_Given information_
----------
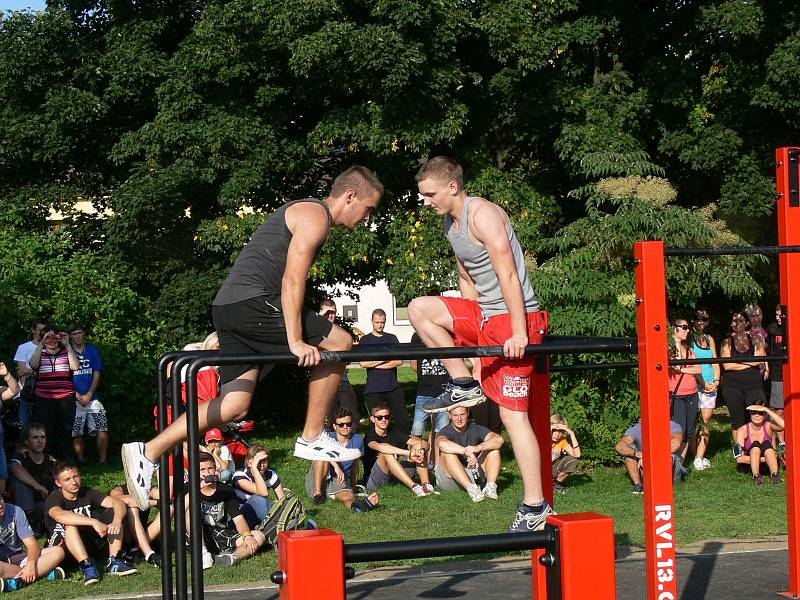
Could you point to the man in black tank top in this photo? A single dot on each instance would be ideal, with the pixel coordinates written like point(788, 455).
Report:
point(259, 309)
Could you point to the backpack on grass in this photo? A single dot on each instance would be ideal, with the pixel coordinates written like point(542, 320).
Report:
point(285, 515)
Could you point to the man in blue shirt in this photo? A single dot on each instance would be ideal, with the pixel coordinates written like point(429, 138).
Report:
point(90, 414)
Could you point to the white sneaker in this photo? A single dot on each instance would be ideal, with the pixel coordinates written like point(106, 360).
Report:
point(490, 490)
point(138, 473)
point(324, 448)
point(475, 492)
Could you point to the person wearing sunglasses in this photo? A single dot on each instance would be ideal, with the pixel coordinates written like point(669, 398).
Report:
point(742, 382)
point(704, 346)
point(339, 481)
point(683, 397)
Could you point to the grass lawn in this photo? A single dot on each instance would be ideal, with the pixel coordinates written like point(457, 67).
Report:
point(716, 503)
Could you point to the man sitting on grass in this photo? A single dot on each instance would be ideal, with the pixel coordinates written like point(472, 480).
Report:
point(469, 455)
point(88, 522)
point(21, 560)
point(339, 480)
point(226, 533)
point(393, 455)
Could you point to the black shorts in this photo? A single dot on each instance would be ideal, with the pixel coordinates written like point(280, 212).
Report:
point(256, 326)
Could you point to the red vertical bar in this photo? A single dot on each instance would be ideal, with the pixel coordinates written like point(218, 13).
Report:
point(539, 416)
point(312, 562)
point(786, 159)
point(586, 560)
point(651, 321)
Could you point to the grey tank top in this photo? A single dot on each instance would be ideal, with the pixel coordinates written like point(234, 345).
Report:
point(478, 264)
point(259, 269)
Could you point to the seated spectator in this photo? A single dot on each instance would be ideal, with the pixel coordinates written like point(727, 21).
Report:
point(32, 476)
point(87, 521)
point(222, 455)
point(563, 454)
point(394, 455)
point(21, 560)
point(469, 457)
point(226, 534)
point(338, 481)
point(253, 483)
point(755, 443)
point(7, 392)
point(139, 534)
point(629, 448)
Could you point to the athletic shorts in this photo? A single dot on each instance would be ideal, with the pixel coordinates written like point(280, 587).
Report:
point(505, 381)
point(256, 326)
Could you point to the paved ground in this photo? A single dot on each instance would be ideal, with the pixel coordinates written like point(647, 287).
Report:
point(751, 570)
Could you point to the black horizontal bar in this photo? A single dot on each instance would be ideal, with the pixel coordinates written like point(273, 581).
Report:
point(475, 544)
point(730, 250)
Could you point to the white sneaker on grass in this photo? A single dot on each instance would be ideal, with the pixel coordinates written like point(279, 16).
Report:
point(324, 448)
point(138, 473)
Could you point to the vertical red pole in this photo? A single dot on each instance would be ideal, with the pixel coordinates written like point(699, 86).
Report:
point(586, 556)
point(652, 328)
point(312, 562)
point(787, 181)
point(539, 416)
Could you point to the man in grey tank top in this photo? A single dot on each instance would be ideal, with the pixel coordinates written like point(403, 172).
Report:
point(497, 308)
point(259, 309)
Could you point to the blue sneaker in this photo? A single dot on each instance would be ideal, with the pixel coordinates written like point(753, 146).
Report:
point(456, 395)
point(117, 566)
point(12, 584)
point(91, 573)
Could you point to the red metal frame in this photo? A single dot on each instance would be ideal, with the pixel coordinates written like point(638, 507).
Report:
point(789, 268)
point(652, 330)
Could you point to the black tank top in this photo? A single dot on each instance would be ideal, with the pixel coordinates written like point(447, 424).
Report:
point(259, 269)
point(745, 379)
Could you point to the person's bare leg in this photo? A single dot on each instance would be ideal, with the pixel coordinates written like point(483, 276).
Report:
point(230, 405)
point(526, 452)
point(434, 324)
point(324, 383)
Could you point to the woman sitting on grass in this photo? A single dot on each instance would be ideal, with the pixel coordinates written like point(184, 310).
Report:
point(755, 442)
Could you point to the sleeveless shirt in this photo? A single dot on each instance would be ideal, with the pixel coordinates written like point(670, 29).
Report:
point(259, 269)
point(478, 264)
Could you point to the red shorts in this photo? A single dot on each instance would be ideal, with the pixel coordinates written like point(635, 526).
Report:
point(507, 382)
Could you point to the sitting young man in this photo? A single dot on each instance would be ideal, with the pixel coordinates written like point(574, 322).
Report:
----------
_Exercise goal_
Format all of the lines above as a numbered list, omitting any blank lines and leaving the pictures out.

_Solution to the problem_
1. Could you point to the man in black tank top in this photo? A single dot on each instance would be ideal, with the pixel coordinates written like point(788, 455).
2. Report:
3. point(259, 309)
4. Could you point to the backpack on grass in this photo? A single dot on each instance would be ideal, with the pixel coordinates written like point(542, 320).
5. Report:
6. point(285, 515)
7. Could you point to the man in blue shirt in this photo? A single dot on each instance would be ideal, with the pixel coordinates written like point(429, 138).
8. Report:
9. point(90, 414)
10. Could you point to the white sneaker in this photo? A single dot on each instance would be ideal, with the pixel coordinates written like point(106, 360).
11. Report:
12. point(490, 490)
13. point(138, 473)
14. point(324, 448)
15. point(475, 492)
16. Could you point to the person wearing sunglasses in this photo? A single dot on each instance would be ideal, with the pixel coordinates written like point(669, 398).
17. Report:
18. point(742, 382)
19. point(704, 346)
20. point(339, 481)
21. point(683, 397)
22. Could you point to the grass lawn in this photo? A single dot on each instance would be ideal, with the pixel coordinates written like point(457, 67).
23. Report:
24. point(716, 503)
25. Could you point to the man sitting on grass in this photo? A single dot on each instance would be ideal, with the pixel coordinates written like point(472, 480).
26. Report:
27. point(469, 455)
28. point(88, 522)
29. point(21, 560)
30. point(339, 480)
31. point(226, 533)
32. point(393, 455)
33. Could you point to the black shorts in this photo? A single dot on each instance would be ideal, with the pixel coordinates written like point(280, 212).
34. Report:
35. point(256, 326)
36. Could you point to the red vertical bar in this photo? A single dot on each instance would be ideal, with the pixel coordinates written like point(218, 13).
37. Report:
38. point(539, 416)
39. point(312, 562)
40. point(786, 159)
41. point(586, 560)
42. point(651, 321)
43. Could you point to the grey tank top in this photo? A single dot on each instance would be ideal, with the pixel coordinates written like point(234, 345).
44. Report:
45. point(478, 264)
46. point(259, 269)
47. Could you point to the seated spectator in this photo? A single dot on each instance would be ideal, with the pixel coordinates written like point(727, 21).
48. Report:
49. point(32, 476)
50. point(87, 521)
51. point(222, 455)
52. point(563, 454)
53. point(394, 455)
54. point(21, 560)
55. point(469, 457)
56. point(226, 534)
57. point(338, 481)
58. point(253, 483)
59. point(755, 443)
60. point(7, 392)
61. point(139, 534)
62. point(629, 448)
63. Could you point to the athletic shorts in this photo? A single dot on each instance would be ideal, with the pixel coordinates written like point(280, 587).
64. Report:
65. point(505, 381)
66. point(256, 326)
67. Could you point to the paved ground in this photo? A single dot on each instance would be ideal, with the pixel coordinates written like point(647, 287).
68. Report:
69. point(751, 570)
70. Could you point to the black horizontal bar in this photo? A single dot on each instance would be ideal, with the pixel coordinates written like point(273, 581).
71. Report:
72. point(475, 544)
73. point(730, 250)
74. Could you point to the white sneaker on grass in this photo? A single dot on each instance would be ideal, with the pixel coordinates written like point(279, 16).
75. Report:
76. point(324, 448)
77. point(138, 473)
78. Could you point to the vertical red pole in this photo? A single dot on each instance would be ideal, with the pixel coordinates written like point(699, 86).
79. Report:
80. point(586, 556)
81. point(652, 328)
82. point(312, 562)
83. point(787, 181)
84. point(539, 416)
85. Could you point to the man in grey tank top in this photo? A single dot on each instance would be ideal, with the pixel coordinates written like point(403, 172).
86. Report:
87. point(497, 308)
88. point(259, 309)
89. Could you point to the blue sneaker in this photo? A single dot on each instance would be ideal, with the pixel coordinates written like point(753, 146).
90. Report:
91. point(456, 395)
92. point(117, 566)
93. point(12, 584)
94. point(91, 573)
95. Could you point to the red metal frame in this photo? A single dot on each instance would be ideal, with the pixel coordinates written like point(638, 507).
96. Report:
97. point(789, 268)
98. point(652, 330)
99. Could you point to the black tank top in this photo? A single dot on each instance would be ideal, with the pixel coordinates written like point(447, 424).
100. Report:
101. point(259, 269)
102. point(745, 379)
103. Could you point to the person's bare leg in this photo? A single dot on each instance would be ideal, with the pixel coordinates written like point(483, 276).
104. Report:
105. point(230, 405)
106. point(526, 452)
107. point(434, 324)
108. point(324, 383)
109. Could you point to the woman sitting on grass in this photo? A single dot on each instance would be ideal, with the pixel coordinates written like point(184, 310).
110. Report:
111. point(755, 442)
112. Could you point to the sleeveless shirt in this photo? A single dot on each instance would be ideal, with the pixel coordinates written like point(670, 29).
113. Report:
114. point(259, 269)
115. point(478, 264)
116. Could you point to the red shorts in this photo? A single dot on each instance would be ideal, with the pixel coordinates written like point(635, 526).
117. Report:
118. point(507, 382)
119. Could you point to the sitting young man in this photo? A single dot on each instance would be ideal, with the pixel coordinates written like point(574, 322).
120. Report:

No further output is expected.